Task description - Reproduce every one of the lines below verbatim, leaving out the picture.

-- begin Records for the task --

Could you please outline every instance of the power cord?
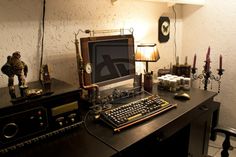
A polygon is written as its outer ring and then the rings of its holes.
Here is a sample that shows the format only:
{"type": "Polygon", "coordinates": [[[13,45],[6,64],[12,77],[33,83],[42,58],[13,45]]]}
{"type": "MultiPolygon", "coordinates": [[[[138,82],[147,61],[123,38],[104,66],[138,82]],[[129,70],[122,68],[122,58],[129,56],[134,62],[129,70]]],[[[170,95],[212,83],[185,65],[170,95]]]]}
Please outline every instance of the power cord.
{"type": "Polygon", "coordinates": [[[43,0],[43,16],[42,16],[42,31],[41,31],[41,57],[40,57],[40,66],[39,66],[39,80],[41,80],[41,70],[43,66],[43,48],[44,48],[44,27],[45,27],[45,8],[46,0],[43,0]]]}
{"type": "Polygon", "coordinates": [[[113,149],[114,151],[116,151],[117,153],[120,153],[120,151],[117,150],[115,147],[113,147],[112,145],[106,143],[103,139],[101,139],[99,136],[93,134],[93,133],[89,130],[89,128],[88,128],[88,126],[87,126],[87,124],[86,124],[86,119],[87,119],[88,115],[91,113],[91,111],[92,111],[92,110],[89,110],[89,111],[85,114],[85,116],[84,116],[83,124],[84,124],[84,127],[85,127],[86,131],[87,131],[91,136],[97,138],[100,142],[104,143],[105,145],[107,145],[108,147],[110,147],[111,149],[113,149]]]}

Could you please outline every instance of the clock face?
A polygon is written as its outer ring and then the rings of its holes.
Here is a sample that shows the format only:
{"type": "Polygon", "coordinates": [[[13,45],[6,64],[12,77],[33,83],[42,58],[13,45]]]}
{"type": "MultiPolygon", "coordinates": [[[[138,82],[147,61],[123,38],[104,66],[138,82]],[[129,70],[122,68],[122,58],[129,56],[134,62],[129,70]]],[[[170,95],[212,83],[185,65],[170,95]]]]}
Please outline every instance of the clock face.
{"type": "Polygon", "coordinates": [[[170,33],[170,25],[167,21],[162,23],[161,32],[164,36],[167,36],[170,33]]]}
{"type": "Polygon", "coordinates": [[[87,74],[91,74],[91,72],[92,72],[92,66],[91,66],[90,63],[87,63],[87,64],[85,65],[85,71],[86,71],[87,74]]]}
{"type": "Polygon", "coordinates": [[[159,18],[158,39],[160,43],[167,42],[170,37],[170,19],[167,16],[159,18]]]}

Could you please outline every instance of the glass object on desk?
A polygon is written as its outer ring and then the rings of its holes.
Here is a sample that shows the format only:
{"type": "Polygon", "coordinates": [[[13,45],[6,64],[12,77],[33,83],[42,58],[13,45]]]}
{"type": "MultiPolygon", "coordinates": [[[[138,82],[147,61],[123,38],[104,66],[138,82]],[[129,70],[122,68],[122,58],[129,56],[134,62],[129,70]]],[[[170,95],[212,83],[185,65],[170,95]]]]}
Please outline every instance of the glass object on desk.
{"type": "Polygon", "coordinates": [[[135,92],[139,92],[142,89],[142,73],[134,75],[133,87],[135,92]]]}

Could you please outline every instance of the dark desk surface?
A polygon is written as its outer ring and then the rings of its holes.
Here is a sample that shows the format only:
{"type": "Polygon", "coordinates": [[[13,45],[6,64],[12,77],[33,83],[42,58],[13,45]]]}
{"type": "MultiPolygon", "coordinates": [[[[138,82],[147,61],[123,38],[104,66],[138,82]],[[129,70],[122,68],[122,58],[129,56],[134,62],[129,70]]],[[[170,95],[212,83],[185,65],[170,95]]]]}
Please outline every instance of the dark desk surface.
{"type": "MultiPolygon", "coordinates": [[[[194,112],[194,109],[207,101],[212,101],[216,95],[214,92],[192,88],[190,91],[187,91],[191,99],[180,101],[173,99],[173,93],[158,91],[156,87],[154,87],[153,93],[157,93],[171,103],[177,103],[178,107],[143,123],[121,130],[118,133],[114,133],[110,127],[102,122],[91,120],[92,118],[89,115],[86,119],[88,129],[103,142],[114,147],[117,151],[122,151],[151,135],[162,135],[162,138],[168,138],[186,126],[192,119],[197,118],[195,116],[197,113],[196,111],[194,112]]],[[[27,146],[20,151],[8,155],[17,157],[108,157],[117,153],[103,142],[88,134],[86,129],[81,126],[60,137],[41,141],[38,144],[27,146]]]]}
{"type": "Polygon", "coordinates": [[[214,92],[192,88],[190,91],[187,91],[187,93],[191,95],[191,99],[181,101],[173,99],[174,93],[166,91],[157,91],[153,93],[157,93],[170,103],[177,103],[177,108],[141,124],[121,130],[119,133],[114,133],[111,128],[103,123],[86,121],[89,130],[118,151],[122,151],[151,134],[156,134],[157,136],[158,134],[161,134],[162,138],[168,138],[177,130],[183,128],[192,119],[197,118],[194,116],[194,114],[197,113],[193,113],[192,111],[204,102],[212,100],[216,95],[214,92]]]}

-- end Records for the task --

Written response -
Could you please outline every instance of the power cord?
A polygon is written as its outer ring and then the rings of its holes.
Here is a sample that shows the format only:
{"type": "Polygon", "coordinates": [[[13,45],[6,64],[12,77],[33,83],[42,58],[13,45]]]}
{"type": "MultiPolygon", "coordinates": [[[[138,82],[147,61],[123,38],[104,66],[138,82]],[[129,70],[122,68],[122,58],[129,56],[134,62],[129,70]]],[[[170,95],[212,83],[185,65],[170,95]]]]}
Please outline every instance of the power cord.
{"type": "Polygon", "coordinates": [[[43,0],[43,16],[42,16],[42,31],[41,31],[41,57],[40,57],[40,66],[39,66],[39,80],[41,80],[41,70],[43,66],[43,48],[44,48],[44,27],[45,27],[45,8],[46,0],[43,0]]]}
{"type": "Polygon", "coordinates": [[[113,149],[114,151],[116,151],[117,153],[120,153],[120,151],[117,150],[115,147],[113,147],[112,145],[106,143],[103,139],[101,139],[99,136],[93,134],[93,133],[89,130],[89,128],[88,128],[88,126],[87,126],[87,124],[86,124],[86,119],[87,119],[88,115],[91,113],[91,111],[92,111],[92,110],[89,110],[89,111],[85,114],[85,116],[84,116],[83,124],[84,124],[84,127],[85,127],[86,131],[87,131],[91,136],[97,138],[100,142],[104,143],[105,145],[107,145],[108,147],[110,147],[111,149],[113,149]]]}

Could you please outline every instance of the clock face?
A polygon is written as its outer ring and then the rings of its holes.
Here is a sample that shows the format only:
{"type": "Polygon", "coordinates": [[[13,45],[6,64],[12,77],[33,83],[42,58],[13,45]]]}
{"type": "MultiPolygon", "coordinates": [[[[138,82],[147,61],[123,38],[104,66],[138,82]],[[129,70],[122,68],[122,58],[129,56],[134,62],[129,70]]],[[[170,95],[212,83],[185,65],[170,95]]]]}
Please outline every instance of the clock face.
{"type": "Polygon", "coordinates": [[[170,33],[170,25],[167,21],[162,23],[161,32],[164,36],[167,36],[170,33]]]}
{"type": "Polygon", "coordinates": [[[87,74],[91,74],[91,72],[92,72],[92,66],[91,66],[90,63],[87,63],[87,64],[85,65],[85,71],[86,71],[87,74]]]}
{"type": "Polygon", "coordinates": [[[159,18],[158,39],[160,43],[167,42],[170,37],[170,19],[167,16],[159,18]]]}

Could you please outline every instance of the glass object on desk?
A polygon is written as its outer ring and then the rings of its holes.
Here is a sample that shows the format only:
{"type": "Polygon", "coordinates": [[[13,45],[6,64],[12,77],[33,83],[42,58],[13,45]]]}
{"type": "MultiPolygon", "coordinates": [[[[138,82],[147,61],[123,38],[104,66],[138,82]],[[129,70],[122,68],[122,58],[129,56],[134,62],[129,70]]],[[[170,95],[212,83],[185,65],[170,95]]]]}
Please outline every instance of the glass object on desk.
{"type": "Polygon", "coordinates": [[[135,92],[139,92],[142,89],[142,73],[134,75],[133,87],[135,92]]]}

Could you please outline every instance of the dark desk surface?
A polygon is written as its outer ring and then the rings of its holes.
Here is a sample that shows the format only:
{"type": "Polygon", "coordinates": [[[13,45],[6,64],[12,77],[33,83],[42,58],[13,45]]]}
{"type": "MultiPolygon", "coordinates": [[[[138,82],[147,61],[123,38],[104,66],[138,82]],[[129,70],[122,68],[122,58],[129,56],[134,62],[129,70]]],[[[170,95],[212,83],[185,65],[170,95]]]]}
Please outline every instance of the dark desk surface.
{"type": "MultiPolygon", "coordinates": [[[[194,112],[194,109],[207,101],[212,101],[216,95],[214,92],[192,88],[190,91],[187,91],[191,99],[180,101],[173,99],[173,93],[158,91],[156,87],[154,87],[153,93],[157,93],[171,103],[177,103],[178,107],[143,123],[121,130],[118,133],[114,133],[110,127],[102,122],[91,120],[92,118],[89,115],[86,119],[88,129],[103,142],[114,147],[117,151],[122,151],[151,135],[162,135],[162,138],[168,138],[186,126],[192,119],[197,118],[195,116],[197,113],[196,111],[194,112]]],[[[27,146],[20,151],[8,155],[17,157],[108,157],[117,153],[103,142],[88,134],[86,129],[81,126],[60,137],[41,141],[38,144],[27,146]]]]}
{"type": "Polygon", "coordinates": [[[214,92],[192,88],[190,91],[187,91],[187,93],[191,95],[191,99],[181,101],[173,99],[174,93],[166,91],[157,91],[153,93],[157,93],[170,103],[177,103],[177,108],[141,124],[121,130],[119,133],[114,133],[111,128],[103,123],[86,121],[89,130],[118,151],[122,151],[151,134],[156,134],[157,136],[158,134],[161,134],[162,138],[168,138],[177,130],[183,128],[192,119],[197,118],[194,116],[194,114],[197,113],[193,113],[192,111],[204,102],[212,100],[216,95],[214,92]]]}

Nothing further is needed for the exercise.